(Rows from a pointing dataset)
□ □ □ □ □ □ □
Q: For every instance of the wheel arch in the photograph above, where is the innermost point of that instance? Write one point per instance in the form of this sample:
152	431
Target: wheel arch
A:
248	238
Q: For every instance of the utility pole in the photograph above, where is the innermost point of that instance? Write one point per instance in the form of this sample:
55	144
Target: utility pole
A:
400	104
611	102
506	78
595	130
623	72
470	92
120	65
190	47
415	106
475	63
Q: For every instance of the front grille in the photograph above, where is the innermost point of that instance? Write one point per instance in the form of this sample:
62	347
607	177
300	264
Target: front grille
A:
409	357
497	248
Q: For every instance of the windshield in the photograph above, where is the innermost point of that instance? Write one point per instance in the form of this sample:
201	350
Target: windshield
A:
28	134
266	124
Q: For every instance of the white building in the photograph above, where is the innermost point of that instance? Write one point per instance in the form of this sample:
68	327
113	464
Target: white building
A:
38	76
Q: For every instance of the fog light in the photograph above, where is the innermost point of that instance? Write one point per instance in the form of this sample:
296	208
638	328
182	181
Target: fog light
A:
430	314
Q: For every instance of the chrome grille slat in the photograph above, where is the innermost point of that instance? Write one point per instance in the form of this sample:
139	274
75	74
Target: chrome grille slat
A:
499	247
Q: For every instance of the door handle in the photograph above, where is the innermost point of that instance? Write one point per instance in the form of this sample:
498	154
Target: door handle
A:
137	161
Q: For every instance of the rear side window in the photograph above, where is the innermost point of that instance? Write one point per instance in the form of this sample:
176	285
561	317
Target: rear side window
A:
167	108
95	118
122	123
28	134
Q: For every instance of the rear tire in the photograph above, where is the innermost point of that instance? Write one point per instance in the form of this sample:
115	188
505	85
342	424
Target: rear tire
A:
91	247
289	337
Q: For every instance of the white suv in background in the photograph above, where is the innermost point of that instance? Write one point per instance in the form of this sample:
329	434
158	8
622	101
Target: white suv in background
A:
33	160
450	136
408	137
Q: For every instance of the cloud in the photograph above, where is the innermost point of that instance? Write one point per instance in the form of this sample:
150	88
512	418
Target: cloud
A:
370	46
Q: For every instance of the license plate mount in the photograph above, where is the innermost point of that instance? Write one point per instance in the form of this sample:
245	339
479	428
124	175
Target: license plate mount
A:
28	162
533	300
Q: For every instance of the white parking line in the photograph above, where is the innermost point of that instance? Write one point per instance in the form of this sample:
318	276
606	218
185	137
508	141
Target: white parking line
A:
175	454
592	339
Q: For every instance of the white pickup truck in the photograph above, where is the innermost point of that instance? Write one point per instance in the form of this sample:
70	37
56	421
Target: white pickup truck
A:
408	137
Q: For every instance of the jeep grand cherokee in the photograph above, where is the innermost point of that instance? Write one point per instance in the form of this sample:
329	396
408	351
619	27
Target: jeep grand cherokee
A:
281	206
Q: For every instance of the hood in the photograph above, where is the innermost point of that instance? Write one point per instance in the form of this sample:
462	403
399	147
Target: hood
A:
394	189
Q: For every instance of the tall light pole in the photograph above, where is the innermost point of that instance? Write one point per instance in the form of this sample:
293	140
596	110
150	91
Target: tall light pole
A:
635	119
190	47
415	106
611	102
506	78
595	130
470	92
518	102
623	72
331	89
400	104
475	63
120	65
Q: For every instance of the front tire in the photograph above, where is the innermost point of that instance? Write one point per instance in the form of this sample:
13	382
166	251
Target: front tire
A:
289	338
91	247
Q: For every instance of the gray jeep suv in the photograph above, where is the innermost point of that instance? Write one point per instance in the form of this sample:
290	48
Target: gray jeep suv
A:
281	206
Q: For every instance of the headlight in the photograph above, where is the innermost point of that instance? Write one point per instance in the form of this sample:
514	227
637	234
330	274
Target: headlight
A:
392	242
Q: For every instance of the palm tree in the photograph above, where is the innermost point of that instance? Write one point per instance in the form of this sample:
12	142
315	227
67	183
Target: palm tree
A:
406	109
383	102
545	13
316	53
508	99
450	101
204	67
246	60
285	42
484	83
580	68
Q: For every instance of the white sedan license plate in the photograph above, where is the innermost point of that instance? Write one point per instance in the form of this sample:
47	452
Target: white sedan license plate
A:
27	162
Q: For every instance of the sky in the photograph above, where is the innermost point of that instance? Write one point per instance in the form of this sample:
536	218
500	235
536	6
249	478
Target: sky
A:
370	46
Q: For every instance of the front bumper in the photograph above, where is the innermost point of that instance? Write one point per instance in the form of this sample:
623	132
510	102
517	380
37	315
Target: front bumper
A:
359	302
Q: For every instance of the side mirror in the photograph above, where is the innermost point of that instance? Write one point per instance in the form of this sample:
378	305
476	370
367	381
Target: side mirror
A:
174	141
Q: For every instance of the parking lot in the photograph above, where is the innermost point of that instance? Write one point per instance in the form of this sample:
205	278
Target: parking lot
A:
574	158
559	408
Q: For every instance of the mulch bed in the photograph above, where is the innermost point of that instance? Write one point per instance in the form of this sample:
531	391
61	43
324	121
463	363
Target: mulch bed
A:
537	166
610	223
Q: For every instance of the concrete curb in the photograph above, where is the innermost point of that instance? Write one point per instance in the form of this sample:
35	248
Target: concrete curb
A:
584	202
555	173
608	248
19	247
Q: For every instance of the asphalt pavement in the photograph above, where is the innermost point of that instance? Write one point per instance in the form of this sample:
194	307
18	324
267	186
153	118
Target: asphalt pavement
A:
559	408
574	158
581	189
□ □ □ □ □ □ □
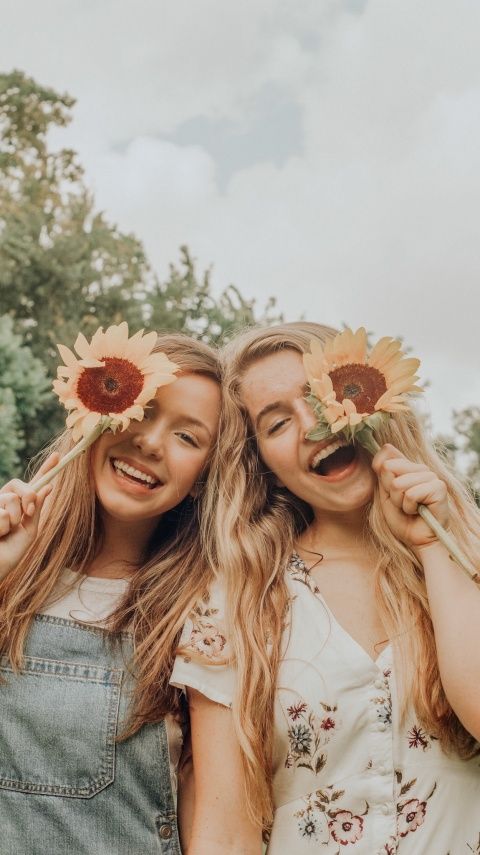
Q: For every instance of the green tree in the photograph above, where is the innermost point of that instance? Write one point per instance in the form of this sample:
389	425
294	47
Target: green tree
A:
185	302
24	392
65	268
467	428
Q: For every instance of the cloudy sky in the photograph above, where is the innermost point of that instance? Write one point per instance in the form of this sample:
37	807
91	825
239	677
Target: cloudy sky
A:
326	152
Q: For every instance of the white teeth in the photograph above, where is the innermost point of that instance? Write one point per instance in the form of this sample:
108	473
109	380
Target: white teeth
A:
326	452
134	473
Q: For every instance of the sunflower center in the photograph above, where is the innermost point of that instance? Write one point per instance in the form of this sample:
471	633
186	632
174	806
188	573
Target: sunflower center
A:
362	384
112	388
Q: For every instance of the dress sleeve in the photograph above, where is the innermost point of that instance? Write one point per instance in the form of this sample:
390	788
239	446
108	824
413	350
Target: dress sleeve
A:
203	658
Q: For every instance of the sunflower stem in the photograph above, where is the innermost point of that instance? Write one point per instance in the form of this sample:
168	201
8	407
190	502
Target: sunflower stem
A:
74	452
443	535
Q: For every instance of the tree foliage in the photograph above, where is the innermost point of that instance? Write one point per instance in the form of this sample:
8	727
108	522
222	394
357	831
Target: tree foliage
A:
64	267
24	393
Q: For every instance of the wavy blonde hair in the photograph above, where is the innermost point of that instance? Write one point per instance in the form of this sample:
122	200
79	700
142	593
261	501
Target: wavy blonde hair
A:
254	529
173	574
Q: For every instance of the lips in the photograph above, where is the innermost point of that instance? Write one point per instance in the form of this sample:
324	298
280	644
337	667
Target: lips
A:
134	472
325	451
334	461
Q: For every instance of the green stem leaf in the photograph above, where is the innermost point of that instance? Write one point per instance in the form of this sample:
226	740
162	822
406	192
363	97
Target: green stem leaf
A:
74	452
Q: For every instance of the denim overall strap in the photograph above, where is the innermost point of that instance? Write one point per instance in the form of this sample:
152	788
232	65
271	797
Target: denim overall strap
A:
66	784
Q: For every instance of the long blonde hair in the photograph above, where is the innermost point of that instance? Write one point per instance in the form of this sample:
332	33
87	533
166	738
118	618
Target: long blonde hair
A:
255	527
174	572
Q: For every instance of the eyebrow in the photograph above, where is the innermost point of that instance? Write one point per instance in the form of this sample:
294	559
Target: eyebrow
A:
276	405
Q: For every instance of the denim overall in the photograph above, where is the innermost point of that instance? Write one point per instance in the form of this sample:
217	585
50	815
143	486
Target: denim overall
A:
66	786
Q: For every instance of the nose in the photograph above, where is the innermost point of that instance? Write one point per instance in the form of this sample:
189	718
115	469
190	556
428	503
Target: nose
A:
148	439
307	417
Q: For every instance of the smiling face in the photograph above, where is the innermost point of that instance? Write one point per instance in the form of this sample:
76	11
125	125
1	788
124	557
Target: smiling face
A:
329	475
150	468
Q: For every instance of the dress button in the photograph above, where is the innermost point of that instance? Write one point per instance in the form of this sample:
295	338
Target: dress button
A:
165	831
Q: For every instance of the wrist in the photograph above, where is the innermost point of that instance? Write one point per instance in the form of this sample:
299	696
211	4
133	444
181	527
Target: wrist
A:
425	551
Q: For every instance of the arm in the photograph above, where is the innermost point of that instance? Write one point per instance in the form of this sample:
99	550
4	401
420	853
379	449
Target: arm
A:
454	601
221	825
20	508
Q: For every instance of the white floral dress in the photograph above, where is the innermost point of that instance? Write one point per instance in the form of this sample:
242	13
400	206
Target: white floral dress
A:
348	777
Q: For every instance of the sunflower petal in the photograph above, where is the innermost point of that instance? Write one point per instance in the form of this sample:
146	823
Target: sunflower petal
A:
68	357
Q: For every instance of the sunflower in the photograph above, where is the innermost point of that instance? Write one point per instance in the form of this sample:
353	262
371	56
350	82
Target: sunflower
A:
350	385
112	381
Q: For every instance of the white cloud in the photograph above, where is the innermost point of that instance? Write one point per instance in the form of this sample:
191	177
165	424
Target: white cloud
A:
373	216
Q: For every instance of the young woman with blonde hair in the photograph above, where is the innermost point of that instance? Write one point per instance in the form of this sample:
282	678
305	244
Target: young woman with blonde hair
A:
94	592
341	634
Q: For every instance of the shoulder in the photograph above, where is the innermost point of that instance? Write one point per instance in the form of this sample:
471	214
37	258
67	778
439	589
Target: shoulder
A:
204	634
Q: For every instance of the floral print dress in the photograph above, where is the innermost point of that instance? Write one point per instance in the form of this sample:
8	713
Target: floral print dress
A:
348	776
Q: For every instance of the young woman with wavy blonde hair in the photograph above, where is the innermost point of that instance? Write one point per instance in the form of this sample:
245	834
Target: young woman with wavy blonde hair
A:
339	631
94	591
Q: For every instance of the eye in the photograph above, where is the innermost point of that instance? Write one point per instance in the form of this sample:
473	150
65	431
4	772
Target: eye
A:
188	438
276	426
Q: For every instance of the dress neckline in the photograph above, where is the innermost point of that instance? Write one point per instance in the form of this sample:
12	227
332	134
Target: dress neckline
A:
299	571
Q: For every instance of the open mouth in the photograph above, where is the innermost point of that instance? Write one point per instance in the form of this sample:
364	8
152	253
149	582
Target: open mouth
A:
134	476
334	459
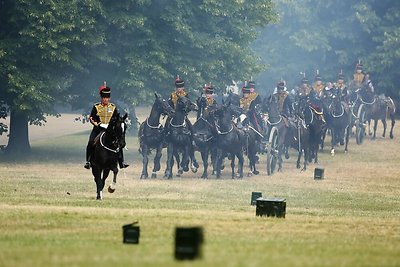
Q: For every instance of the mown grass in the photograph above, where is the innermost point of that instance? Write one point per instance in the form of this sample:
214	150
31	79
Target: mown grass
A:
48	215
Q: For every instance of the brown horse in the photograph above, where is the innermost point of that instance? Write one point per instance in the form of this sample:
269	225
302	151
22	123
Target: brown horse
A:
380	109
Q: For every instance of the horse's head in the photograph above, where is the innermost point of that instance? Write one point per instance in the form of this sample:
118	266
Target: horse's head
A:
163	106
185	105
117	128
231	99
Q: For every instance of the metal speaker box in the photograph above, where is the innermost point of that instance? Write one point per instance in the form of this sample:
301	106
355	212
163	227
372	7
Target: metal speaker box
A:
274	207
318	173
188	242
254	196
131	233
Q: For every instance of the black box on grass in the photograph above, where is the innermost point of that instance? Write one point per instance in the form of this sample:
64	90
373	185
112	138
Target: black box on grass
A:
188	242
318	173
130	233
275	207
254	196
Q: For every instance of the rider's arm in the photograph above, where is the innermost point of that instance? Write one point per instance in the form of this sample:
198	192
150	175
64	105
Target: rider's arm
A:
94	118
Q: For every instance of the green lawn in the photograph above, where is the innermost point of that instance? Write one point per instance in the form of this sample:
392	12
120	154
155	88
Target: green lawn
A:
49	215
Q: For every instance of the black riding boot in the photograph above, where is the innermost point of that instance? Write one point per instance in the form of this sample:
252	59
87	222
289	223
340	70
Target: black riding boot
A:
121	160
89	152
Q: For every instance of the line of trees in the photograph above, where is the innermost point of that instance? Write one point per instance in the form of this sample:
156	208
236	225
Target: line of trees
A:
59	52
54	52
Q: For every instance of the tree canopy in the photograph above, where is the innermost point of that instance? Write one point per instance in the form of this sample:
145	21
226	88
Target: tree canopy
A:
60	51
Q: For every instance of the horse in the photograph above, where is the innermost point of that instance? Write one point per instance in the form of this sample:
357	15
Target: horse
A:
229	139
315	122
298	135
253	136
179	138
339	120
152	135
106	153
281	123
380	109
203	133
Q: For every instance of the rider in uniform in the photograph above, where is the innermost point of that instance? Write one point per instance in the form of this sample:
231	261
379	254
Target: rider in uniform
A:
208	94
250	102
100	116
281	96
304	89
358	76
□ □ □ □ □ □ □
◆ Your task: Extract each line of the material above that contains the string "cherokee". Letter case counts.

◆ Full output:
Q: For every instance of the jeep grand cherokee in the photograph above, where is the innermost point of that instance? Write one point per instance in the form of this sample:
Target: jeep grand cherokee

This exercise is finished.